:: Zitierter Text ::
Hut ab, Herr Geiselhart !

Portrait eines ungewöhnlichen
Jazz-Musikers

von Manfred Kunz

Eine Flucht aus war es nicht, die ihn von Würzburg nach Wien geführt hat. Eher nochmals ein Schritt zur Erweiterung seiner musikalischen Ausdrucksmöglichkeiten. Seit Anfang des Jahres ist Markus Geiselhart aus der übersichtlichen Würzburger Jazz-Gemeinde in die »dynamische, unüberschaubare und höchst interessante« Wiener Szene gewechselt. Noch ist er nicht gänzlich heimisch geworden in der Donau-Metropole: »Das dauert mindestens ein Jahr« erklärt er beim Treffen im Würzburger »Standard« die Faustregel für den Ortswechsel von Musikern.

Dabei lief (und läuft) es gerade ausgesprochen gut für Geiselhart in Würzburg. Binnen kürzester Zeit hat sich der umtriebige und äußerst vielseitige Posaunist, Bandleader und Komponist zu einer der auffälligsten Persönlichkeiten in der Würzburger Jazz-Landschaft entwickelt: schon in seiner ersten eigenen Formation, dem 2003 aus Anlaß des Diplom-Konzertes gegründeten, seit Ende 2004 in der jetzigen Besetzung bestehenden Markus Geiselhart Quintett zeigt sich seine musikalische Vielseitigkeit – hat sich die Formation in ihrer Entwicklung vom »Mainstream-Jazz« mit Geiselharts Kompositionen und Bearbeitungen inzwischen hinein in die Welt des »Modern Jazz« bewegt. Mit einem auf die Lyrik Gottfried Benns bezogenen Programm präsentiert sich das Quintett mit dem Nürnberger Johannes Geiß (Alt- und Sopransaxophon) und den Würzburgern Bernhard Pichl (Piano), Dirk Schade (Bass) und Aggi Berger (Schlagzeug) am 15., 17. und 18. Juni im Efeuhof des Würzburger Rathauses.

:: Gezeigtes Material ::
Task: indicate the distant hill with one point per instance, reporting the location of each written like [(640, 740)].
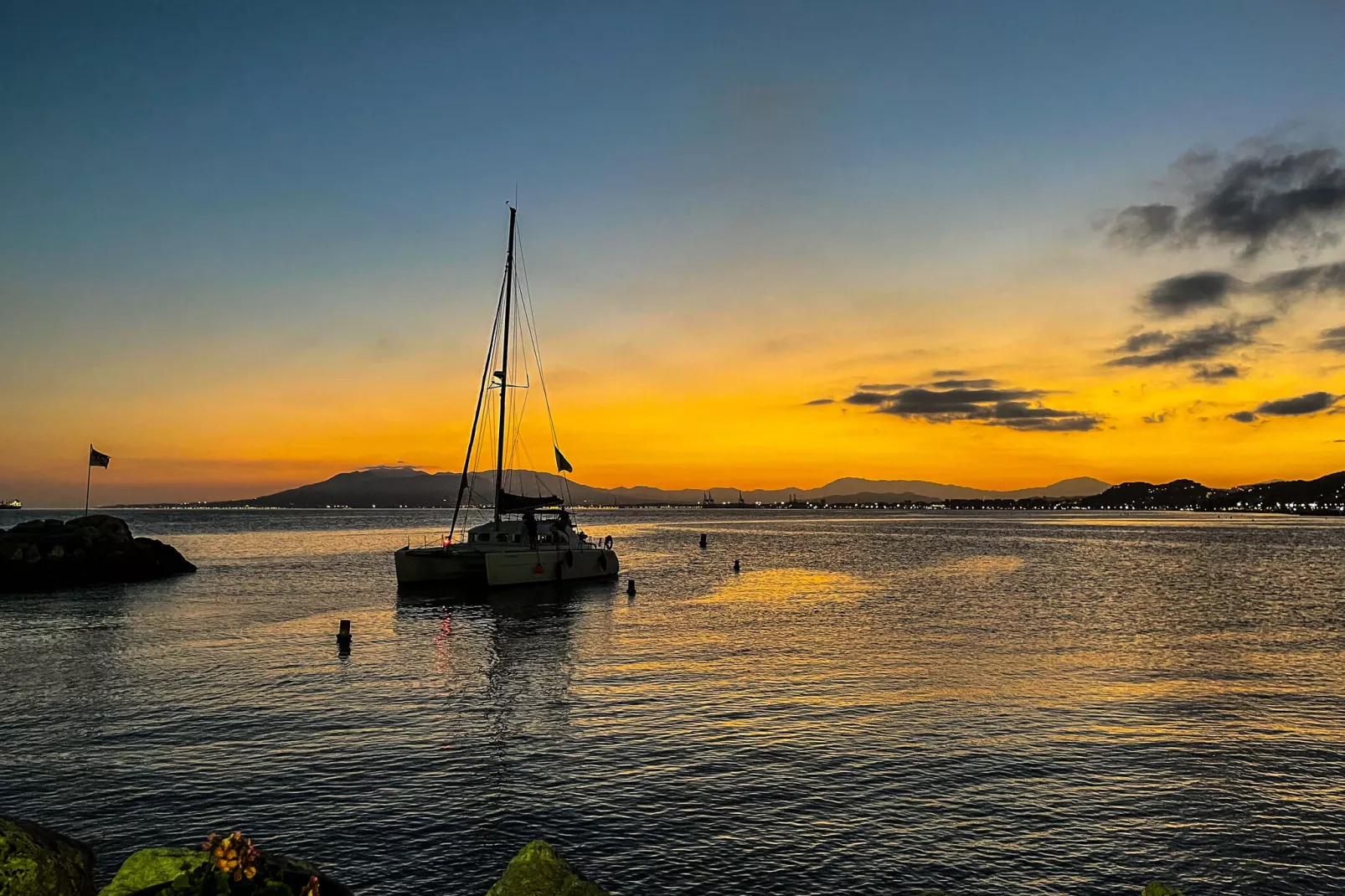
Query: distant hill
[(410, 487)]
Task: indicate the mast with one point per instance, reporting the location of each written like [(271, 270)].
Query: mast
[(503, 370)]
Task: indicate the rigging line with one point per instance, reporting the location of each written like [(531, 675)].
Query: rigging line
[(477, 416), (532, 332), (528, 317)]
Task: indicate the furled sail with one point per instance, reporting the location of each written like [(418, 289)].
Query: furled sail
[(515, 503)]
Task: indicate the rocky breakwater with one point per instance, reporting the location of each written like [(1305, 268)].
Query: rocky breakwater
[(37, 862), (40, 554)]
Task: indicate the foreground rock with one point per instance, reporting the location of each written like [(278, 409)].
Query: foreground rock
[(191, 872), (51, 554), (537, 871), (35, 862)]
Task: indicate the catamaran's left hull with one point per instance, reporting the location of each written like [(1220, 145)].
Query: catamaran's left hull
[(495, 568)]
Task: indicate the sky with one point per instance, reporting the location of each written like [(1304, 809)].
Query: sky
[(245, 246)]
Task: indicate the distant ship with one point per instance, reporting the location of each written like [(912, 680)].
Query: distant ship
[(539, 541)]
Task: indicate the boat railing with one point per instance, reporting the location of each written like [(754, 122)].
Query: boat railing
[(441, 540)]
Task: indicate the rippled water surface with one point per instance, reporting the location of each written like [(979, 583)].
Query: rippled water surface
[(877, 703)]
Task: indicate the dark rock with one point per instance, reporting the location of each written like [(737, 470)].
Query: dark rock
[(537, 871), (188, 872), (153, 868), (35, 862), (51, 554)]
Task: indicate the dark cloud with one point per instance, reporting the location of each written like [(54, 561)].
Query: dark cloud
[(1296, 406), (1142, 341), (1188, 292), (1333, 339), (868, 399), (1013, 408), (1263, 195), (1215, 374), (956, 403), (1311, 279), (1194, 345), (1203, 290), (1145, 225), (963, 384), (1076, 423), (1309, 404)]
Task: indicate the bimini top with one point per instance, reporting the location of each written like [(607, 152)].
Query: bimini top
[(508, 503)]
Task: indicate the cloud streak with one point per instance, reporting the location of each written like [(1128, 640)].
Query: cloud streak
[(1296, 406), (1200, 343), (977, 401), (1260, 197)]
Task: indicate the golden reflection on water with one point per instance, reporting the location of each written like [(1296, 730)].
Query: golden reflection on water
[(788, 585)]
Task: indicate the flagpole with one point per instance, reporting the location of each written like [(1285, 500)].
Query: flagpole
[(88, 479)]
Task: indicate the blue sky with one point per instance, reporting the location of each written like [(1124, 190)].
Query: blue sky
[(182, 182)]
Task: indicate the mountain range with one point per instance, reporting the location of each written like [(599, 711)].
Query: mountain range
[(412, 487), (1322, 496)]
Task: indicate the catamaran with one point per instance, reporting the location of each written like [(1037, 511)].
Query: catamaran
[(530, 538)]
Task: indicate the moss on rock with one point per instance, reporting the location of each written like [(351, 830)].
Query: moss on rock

---

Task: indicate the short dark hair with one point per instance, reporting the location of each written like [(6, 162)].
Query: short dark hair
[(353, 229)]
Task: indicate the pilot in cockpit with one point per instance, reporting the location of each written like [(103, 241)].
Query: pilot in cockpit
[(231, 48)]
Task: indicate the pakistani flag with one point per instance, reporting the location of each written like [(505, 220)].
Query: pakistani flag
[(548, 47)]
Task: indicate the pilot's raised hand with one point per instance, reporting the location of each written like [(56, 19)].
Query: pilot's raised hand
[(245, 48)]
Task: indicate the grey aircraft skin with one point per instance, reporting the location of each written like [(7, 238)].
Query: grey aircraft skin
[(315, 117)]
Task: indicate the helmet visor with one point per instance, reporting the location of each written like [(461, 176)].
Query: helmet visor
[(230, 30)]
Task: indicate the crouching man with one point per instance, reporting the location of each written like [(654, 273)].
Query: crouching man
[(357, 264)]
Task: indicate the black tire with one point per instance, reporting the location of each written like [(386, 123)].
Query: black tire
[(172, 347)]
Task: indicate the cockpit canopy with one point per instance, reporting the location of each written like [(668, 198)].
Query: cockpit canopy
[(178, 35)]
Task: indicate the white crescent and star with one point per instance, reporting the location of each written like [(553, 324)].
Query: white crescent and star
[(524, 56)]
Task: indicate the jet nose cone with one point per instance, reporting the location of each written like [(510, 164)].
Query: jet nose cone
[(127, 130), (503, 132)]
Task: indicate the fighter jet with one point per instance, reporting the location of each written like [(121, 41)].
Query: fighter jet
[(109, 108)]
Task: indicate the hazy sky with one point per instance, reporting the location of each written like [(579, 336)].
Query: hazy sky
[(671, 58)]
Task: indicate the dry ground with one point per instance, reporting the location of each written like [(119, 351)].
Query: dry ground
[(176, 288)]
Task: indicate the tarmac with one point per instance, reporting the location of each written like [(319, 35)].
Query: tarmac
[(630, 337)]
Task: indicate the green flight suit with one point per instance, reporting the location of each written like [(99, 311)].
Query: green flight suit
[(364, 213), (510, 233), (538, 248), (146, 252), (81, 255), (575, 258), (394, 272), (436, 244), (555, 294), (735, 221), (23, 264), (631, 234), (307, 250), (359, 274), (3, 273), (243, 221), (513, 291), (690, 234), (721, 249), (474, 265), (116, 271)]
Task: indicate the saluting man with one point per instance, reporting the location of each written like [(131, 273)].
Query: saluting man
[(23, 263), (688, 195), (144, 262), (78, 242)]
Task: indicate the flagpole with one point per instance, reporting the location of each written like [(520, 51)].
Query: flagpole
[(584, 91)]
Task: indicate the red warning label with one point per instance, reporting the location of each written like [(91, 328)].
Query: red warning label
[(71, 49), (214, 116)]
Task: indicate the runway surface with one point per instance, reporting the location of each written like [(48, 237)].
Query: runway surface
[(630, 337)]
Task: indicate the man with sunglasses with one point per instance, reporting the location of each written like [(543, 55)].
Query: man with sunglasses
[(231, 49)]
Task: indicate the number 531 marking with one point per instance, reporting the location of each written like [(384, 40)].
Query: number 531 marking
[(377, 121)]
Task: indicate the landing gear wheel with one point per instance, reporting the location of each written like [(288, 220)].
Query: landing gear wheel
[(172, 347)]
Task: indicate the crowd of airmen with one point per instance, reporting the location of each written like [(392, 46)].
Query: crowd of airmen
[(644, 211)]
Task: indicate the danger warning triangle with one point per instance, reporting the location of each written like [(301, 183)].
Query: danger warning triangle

--

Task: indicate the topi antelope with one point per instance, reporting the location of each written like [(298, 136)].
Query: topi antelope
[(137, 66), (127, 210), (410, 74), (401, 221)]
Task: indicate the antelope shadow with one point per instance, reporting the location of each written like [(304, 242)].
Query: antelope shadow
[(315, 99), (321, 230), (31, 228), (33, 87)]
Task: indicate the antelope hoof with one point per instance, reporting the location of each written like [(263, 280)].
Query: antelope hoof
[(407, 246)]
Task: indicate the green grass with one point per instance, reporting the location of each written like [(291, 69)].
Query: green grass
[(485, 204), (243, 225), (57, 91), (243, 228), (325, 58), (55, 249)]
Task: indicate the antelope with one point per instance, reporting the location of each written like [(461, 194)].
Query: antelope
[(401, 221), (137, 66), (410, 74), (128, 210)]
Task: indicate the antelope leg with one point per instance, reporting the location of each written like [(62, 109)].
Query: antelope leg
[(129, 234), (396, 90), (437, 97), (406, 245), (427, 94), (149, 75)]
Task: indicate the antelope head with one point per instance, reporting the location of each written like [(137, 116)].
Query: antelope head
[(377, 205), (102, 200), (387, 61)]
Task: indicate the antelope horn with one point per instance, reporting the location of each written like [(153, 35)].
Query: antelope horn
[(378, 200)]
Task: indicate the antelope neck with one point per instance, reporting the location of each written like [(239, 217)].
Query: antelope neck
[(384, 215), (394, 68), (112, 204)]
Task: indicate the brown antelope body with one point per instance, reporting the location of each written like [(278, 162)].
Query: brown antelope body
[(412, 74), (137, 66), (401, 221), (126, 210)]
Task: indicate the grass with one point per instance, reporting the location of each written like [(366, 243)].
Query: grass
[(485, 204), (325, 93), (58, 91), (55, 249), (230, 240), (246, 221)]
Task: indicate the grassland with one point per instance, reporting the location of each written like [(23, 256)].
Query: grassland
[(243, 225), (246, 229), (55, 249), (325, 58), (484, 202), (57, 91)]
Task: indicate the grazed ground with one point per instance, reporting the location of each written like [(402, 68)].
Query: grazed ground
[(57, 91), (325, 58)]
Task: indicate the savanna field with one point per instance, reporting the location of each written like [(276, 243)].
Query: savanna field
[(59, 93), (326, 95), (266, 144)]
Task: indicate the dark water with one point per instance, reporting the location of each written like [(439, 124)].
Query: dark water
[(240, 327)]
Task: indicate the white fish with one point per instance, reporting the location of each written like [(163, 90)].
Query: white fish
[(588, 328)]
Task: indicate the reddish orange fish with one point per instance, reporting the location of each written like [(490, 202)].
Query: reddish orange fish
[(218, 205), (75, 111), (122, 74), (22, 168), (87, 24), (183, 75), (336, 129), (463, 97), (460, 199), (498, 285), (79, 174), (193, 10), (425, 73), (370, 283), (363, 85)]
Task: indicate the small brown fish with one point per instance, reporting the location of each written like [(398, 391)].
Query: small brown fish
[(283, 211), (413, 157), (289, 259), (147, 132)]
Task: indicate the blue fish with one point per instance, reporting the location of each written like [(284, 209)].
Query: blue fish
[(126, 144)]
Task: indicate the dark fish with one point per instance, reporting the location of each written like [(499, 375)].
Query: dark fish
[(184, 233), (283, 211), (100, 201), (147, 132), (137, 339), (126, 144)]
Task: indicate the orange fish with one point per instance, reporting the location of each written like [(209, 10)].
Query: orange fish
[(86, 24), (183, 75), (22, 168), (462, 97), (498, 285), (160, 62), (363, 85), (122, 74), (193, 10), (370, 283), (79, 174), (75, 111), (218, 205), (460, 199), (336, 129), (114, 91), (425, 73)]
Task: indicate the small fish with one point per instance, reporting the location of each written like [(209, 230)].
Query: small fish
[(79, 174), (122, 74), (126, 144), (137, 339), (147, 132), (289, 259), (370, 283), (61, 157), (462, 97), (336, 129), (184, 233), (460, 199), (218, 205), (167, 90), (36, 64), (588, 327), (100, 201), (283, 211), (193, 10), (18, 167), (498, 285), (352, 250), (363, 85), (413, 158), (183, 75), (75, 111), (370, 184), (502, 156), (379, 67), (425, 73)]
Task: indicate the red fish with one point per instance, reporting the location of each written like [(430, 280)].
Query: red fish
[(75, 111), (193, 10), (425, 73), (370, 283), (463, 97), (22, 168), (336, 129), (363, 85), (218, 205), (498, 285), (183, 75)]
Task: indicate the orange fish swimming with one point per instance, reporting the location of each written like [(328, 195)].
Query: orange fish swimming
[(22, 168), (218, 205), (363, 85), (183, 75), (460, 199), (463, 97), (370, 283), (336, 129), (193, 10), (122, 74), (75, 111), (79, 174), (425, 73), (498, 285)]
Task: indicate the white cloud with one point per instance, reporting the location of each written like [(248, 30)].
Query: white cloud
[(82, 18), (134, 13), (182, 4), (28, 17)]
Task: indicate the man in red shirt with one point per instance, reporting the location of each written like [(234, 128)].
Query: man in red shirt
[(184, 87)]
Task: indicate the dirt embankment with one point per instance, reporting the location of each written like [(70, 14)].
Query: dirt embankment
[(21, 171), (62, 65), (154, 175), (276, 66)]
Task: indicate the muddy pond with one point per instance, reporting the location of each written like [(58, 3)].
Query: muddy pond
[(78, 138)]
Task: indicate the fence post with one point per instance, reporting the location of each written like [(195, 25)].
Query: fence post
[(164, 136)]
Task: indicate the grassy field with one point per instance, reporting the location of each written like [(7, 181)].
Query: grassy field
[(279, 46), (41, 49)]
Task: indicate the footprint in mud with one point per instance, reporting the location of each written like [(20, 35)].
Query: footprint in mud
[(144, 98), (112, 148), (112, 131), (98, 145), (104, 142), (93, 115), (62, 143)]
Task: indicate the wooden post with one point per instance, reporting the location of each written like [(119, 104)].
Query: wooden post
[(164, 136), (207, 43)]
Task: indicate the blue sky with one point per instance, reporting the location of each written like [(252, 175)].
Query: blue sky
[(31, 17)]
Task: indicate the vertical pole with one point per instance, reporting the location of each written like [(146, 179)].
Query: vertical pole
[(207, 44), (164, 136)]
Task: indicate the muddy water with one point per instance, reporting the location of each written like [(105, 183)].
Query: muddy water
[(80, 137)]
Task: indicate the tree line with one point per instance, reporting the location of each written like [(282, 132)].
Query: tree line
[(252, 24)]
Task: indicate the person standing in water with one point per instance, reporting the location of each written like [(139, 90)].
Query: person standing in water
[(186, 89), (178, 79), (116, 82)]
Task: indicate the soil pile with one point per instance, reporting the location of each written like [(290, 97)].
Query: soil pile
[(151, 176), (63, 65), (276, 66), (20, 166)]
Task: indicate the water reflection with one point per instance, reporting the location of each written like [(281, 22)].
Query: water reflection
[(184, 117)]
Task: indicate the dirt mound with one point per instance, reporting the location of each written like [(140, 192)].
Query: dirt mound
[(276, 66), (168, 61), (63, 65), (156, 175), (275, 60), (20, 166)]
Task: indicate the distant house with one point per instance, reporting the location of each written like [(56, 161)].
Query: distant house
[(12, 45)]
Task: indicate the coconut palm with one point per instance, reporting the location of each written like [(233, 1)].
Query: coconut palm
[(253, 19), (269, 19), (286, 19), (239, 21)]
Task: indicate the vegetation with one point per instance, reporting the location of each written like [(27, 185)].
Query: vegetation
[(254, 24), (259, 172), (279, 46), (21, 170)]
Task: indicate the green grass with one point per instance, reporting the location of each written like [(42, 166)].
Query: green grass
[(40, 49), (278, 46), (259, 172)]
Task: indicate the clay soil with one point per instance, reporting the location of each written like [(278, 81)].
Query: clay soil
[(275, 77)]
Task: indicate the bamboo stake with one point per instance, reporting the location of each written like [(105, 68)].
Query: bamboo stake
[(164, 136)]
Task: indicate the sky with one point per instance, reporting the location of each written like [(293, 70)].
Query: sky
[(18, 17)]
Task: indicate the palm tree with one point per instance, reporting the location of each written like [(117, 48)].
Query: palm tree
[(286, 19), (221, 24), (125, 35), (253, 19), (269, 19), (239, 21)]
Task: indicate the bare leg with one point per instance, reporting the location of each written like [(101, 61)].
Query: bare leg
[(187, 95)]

:: Übungsaufgaben ::
1. Gib den Abschnitt des Porträts von „Hut ab, Herr“ bis einschließlich „Ortswechsel von Musikern.“ wörtlich wieder.
2. Beantworte diese Fragen zum Porträt:
(a) Seit wann gehört Markus Geiselhart zur Wiener Szene?
(b) Zu welchem Anlass wurde das Markus Geiselhart Quintett 2003 gegründet?
(c) Wo tritt das Quintett im Juni auf?
3. Erkläre mithilfe des Porträts, warum Geiselhart in Wien noch nicht ganz heimisch geworden ist.

:: Lösungen ::
1.
Hut ab, Herr Geiselhart !

Portrait eines ungewöhnlichen
Jazz-Musikers

von Manfred Kunz

Eine Flucht aus war es nicht, die ihn von Würzburg nach Wien geführt hat. Eher nochmals ein Schritt zur Erweiterung seiner musikalischen Ausdrucksmöglichkeiten. Seit Anfang des Jahres ist Markus Geiselhart aus der übersichtlichen Würzburger Jazz-Gemeinde in die »dynamische, unüberschaubare und höchst interessante« Wiener Szene gewechselt. Noch ist er nicht gänzlich heimisch geworden in der Donau-Metropole: »Das dauert mindestens ein Jahr« erklärt er beim Treffen im Würzburger »Standard« die Faustregel für den Ortswechsel von Musikern.

2.
(a) Seit Anfang des Jahres.
(b) Zum Diplom-Konzert.
(c) Im Efeuhof des Würzburger Rathauses.

3. Er ist erst seit Anfang des Jahres in Wien. Nach der Faustregel für den Ortswechsel von Musikern, die er nennt, dauert das Heimischwerden mindestens ein Jahr.